PROBLEMS TO SOLVE =
1) Summarize the outer join text in two sentences.
2) In the outer join text, what alias does the left-join query assign to its count?
3) Please carry the outer join text forward from the point where it stops.

SELECTED TEXT =
━━━━━━━━
If you wanted to imitate a full outer join in mySQL, you could follow one of the methods described at this website:

http://www.xaprb.com/blog/2006/05/26/how-to-write-full-outer-join-in-mysql/





## Practice outer joining your own tables!¶

**Question 10: How would you write a query that used a *left* join to return the number of distinct user_guids that were in the users table, but not the dogs table (your query should return a value of 2226)?**

In [17]:
%%sql
SELECT COUNT(DISTINCT u.user_guid) AS num_left
FROM users u LEFT JOIN dogs d
  ON u.user_guid=d.user_guid
WHERE d.user_guid IS NULL;

1 rows affected.


num_left
2226


**Question 11: How would you write a query that used a *right* join to return the number of distinct user_guids that were in the users table, but not the dogs table (your query should return a value of 2226)?**

In [19]:
%%sql
SELECT COUNT(DISTINCT u.user_guid) AS num_right
FROM dogs d RIGHT JOIN users u
  ON d.user_guid=u.user_guid
WHERE d.user_guid IS NULL;

1 rows affected.
━━━━━━━━
DATA EXTRACT =
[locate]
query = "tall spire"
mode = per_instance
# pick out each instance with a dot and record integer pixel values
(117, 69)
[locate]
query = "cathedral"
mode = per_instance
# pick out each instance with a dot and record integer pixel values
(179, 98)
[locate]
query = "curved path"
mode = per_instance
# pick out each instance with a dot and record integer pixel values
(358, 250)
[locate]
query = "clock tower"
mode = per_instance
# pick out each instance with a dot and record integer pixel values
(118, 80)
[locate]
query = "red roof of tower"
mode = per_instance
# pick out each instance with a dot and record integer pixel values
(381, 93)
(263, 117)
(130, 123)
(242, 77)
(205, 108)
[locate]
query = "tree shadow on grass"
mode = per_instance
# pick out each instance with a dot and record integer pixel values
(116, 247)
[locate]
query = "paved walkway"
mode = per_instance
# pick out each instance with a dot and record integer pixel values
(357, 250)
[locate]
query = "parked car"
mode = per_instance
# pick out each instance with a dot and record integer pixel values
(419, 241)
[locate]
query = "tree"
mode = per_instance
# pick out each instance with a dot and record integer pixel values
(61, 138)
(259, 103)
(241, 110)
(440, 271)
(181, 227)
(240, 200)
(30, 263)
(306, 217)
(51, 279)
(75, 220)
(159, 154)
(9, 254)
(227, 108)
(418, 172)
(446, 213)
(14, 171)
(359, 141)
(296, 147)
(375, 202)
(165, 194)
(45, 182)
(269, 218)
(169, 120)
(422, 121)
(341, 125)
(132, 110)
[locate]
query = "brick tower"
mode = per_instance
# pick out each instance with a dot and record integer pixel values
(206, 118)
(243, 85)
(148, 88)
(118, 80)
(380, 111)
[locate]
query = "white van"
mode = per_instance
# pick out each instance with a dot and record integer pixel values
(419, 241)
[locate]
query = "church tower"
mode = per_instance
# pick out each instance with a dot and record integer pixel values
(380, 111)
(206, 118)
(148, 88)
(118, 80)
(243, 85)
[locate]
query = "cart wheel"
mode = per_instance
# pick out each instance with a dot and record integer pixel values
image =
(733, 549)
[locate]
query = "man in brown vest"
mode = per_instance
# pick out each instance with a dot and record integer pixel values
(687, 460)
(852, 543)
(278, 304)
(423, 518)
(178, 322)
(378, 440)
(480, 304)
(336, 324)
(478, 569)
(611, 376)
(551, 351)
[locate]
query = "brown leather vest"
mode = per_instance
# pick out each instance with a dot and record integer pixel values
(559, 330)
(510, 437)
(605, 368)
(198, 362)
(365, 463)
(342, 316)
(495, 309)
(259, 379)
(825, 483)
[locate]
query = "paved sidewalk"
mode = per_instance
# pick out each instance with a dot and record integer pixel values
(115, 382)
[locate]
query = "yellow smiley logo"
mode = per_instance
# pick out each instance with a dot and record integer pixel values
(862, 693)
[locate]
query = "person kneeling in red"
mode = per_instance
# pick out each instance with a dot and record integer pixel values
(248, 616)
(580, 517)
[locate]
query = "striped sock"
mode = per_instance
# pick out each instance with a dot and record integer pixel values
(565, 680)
━━━━━━━━
RESULTS FOR EACH TASK =
1) The outer join text points to a website that describes ways to imitate a full outer join in MySQL. It then gives two practice queries that count the distinct user_guids in the users table but not the dogs table, one using a left join and one using a right join, each expected to return 2226.

2) num_left

3)
num_right
2226


**Question 12: Use a left join to create a list of all the unique dog_guids that are contained in the site_activities table, but not the dogs table, and how many times each one is entered.  Note that there are a lot of NULL values in the dog_guid of the site_activities table, so you will want to exclude them from your list.  (Hint: if you exclude null values, the results you get will have two rows with words in their site_activities dog_guid fields instead of real guids, due to mistaken entries)**

In [20]:
%%sql
SELECT s.dog_guid AS unique_dogs_guid, COUNT(*) AS Num
FROM site_activities s LEFT JOIN dogs d
ON s.dog_guid=d.dog_guid
WHERE d.dog_guid IS NULL AND s.dog_guid IS NOT NULL
GROUP BY unique_dogs_guid;

2 rows affected.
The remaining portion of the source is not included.